Brief 1 - Translate this sentence from the review of Rian Johnson's films into Spanish: "Director Rian Johnson is, if nothing else, an expert self-promoter."
Brief 2 - Pick up the review of Rian Johnson's films after its last sentence and carry it forward with one more paragraph.

Given passage -

• • • • •

Director Rian Johnson is, if nothing else, an expert self-promoter. He’s gotten a lot of good press by interacting with various film blogs and podcasts and has also boosted his pop culture image with cool side-projects like stints as a guest-director on the ubiquitous AMC drama “Breaking Bad.” Everything seems to have fallen in place perfectly for this guys… except for the fact that he’s never really made a truly exceptional movie. His debut film, Brick, was a slickly made high concept indie which showed his skills behind the camera but which was ultimately empty and kind of pointless. His sophomore effort, The Brothers Bloom, wasn’t much more substantial and it also had the baggage of being a Wes Anderson rip-off, albeit one that is more skillfully made than most Wes Anderson rip-offs. Still I like this guy and wish the best for him, and that’s why I’ve still been looking forward to his newest film, the time-travel thriller Looper.

• • • • •

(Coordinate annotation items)
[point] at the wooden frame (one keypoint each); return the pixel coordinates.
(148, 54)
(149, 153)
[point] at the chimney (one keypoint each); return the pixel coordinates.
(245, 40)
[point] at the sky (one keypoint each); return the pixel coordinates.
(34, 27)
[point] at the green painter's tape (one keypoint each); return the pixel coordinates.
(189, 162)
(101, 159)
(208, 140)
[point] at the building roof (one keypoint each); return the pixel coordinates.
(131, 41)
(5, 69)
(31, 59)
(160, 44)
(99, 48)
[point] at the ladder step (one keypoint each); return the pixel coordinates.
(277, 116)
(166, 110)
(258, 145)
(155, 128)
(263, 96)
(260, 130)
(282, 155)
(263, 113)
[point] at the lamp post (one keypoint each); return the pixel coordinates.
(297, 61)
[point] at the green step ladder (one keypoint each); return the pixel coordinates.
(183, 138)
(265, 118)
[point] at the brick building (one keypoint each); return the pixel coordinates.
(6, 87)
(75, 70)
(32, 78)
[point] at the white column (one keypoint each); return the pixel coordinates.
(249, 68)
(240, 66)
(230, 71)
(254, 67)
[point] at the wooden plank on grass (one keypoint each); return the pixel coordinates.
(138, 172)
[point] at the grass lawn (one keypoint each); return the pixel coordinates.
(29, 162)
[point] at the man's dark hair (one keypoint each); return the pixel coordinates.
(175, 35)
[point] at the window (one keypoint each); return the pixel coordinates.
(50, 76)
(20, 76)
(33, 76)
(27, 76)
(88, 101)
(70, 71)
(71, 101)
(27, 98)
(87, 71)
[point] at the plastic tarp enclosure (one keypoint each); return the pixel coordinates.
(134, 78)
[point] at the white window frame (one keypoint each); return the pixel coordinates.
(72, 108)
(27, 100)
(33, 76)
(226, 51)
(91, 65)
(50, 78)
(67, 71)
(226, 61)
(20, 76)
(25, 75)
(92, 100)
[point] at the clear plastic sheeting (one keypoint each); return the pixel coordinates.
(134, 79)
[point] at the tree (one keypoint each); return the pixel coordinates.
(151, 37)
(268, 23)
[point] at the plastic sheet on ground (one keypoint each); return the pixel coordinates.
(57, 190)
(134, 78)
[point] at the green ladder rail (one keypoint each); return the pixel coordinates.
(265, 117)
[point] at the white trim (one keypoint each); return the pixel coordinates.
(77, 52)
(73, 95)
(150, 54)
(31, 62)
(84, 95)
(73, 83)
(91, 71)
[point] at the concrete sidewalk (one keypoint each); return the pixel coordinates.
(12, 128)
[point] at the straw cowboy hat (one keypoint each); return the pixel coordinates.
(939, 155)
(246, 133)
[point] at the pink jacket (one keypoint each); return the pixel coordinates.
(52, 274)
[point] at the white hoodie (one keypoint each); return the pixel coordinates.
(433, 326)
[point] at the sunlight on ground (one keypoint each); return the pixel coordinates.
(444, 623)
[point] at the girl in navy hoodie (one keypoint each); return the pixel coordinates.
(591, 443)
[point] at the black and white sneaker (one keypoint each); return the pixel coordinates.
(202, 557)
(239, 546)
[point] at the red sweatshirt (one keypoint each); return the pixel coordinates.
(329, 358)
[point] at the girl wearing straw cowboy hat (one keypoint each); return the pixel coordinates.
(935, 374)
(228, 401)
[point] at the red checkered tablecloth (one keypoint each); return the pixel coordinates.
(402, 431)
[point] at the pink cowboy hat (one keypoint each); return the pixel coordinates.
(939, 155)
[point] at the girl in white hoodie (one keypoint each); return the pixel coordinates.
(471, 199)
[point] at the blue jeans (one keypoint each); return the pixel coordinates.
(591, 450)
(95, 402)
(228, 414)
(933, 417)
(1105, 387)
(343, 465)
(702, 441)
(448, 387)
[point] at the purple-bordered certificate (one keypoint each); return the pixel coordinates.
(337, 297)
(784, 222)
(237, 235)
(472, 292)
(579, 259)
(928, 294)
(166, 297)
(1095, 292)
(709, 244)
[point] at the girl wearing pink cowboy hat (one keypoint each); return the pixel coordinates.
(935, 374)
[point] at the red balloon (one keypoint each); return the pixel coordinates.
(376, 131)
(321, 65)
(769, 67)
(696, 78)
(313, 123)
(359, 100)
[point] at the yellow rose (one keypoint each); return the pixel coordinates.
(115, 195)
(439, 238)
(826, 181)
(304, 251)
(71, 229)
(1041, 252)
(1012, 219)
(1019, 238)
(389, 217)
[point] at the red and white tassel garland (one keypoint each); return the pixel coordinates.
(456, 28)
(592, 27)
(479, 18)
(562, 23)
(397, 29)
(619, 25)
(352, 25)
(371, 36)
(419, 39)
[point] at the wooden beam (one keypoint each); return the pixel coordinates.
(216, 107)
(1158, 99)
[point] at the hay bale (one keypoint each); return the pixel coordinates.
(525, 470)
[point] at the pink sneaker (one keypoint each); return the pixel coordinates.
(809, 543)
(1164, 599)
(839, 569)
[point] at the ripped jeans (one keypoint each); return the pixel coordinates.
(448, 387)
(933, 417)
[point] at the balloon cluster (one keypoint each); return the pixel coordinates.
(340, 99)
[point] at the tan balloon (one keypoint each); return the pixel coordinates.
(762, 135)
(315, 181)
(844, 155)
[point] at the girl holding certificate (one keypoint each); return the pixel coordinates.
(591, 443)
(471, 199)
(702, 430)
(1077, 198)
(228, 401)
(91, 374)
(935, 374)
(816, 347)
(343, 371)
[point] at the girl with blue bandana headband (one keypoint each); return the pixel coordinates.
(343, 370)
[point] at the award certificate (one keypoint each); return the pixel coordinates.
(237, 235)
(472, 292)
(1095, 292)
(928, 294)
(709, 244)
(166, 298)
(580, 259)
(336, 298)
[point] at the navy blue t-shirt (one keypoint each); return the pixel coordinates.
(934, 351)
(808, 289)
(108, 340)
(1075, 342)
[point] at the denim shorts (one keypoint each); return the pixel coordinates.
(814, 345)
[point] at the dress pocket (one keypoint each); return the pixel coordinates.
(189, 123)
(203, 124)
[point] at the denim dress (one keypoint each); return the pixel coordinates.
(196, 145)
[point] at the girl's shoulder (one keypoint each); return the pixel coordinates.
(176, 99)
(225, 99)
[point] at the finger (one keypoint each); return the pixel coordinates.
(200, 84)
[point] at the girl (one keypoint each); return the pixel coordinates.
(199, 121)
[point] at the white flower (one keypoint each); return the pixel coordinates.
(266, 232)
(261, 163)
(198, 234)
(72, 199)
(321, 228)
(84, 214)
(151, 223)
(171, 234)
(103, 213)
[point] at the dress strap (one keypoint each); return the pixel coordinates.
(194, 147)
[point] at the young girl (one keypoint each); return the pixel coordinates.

• • • • •

Exercise result 1 - El director Rian Johnson es, si no otra cosa, un experto en promocionarse a sí mismo.

Exercise result 2 -
Being as this is a time travel film, it’s not going to be easy to summarize, but here goes. Looper is (mostly) set in the year 2044, and while time travel hasn’t been invented yet, it will be in thirty years. Pretty much the only people with the will to use said time travel devices in the 2070s are organized crime syndicates who use the technology to send their enemies into the past for purposes of body disposal. To accommodate this, they’ve hired a variety of people in 2044 called “loopers” who wait by the spot where these victims are to be transported and then shoot them as soon as they cross over and destroy the body. It’s good work for the amoral crooks they hire to do this, but there’s a catch: if the loopers are still alive thirty years later they’re kidnapped by the mafia and sent back to be killed by themselves in 2044, a sacrifice many of these loopers are willing to make. One such looper is a man named Joe (Joseph Gordon-Levitt), who’s been in this business for a while and has plans to one day escape to France in hopes of avoiding the eventual fate of most loopers. One day though, the man sent into the past for disposal isn’t tied up like most of the future-mafia’s victims and it quickly becomes clear that this middle aged man is the Joe from the future (Bruce Willis) and he’s not going to go quietly.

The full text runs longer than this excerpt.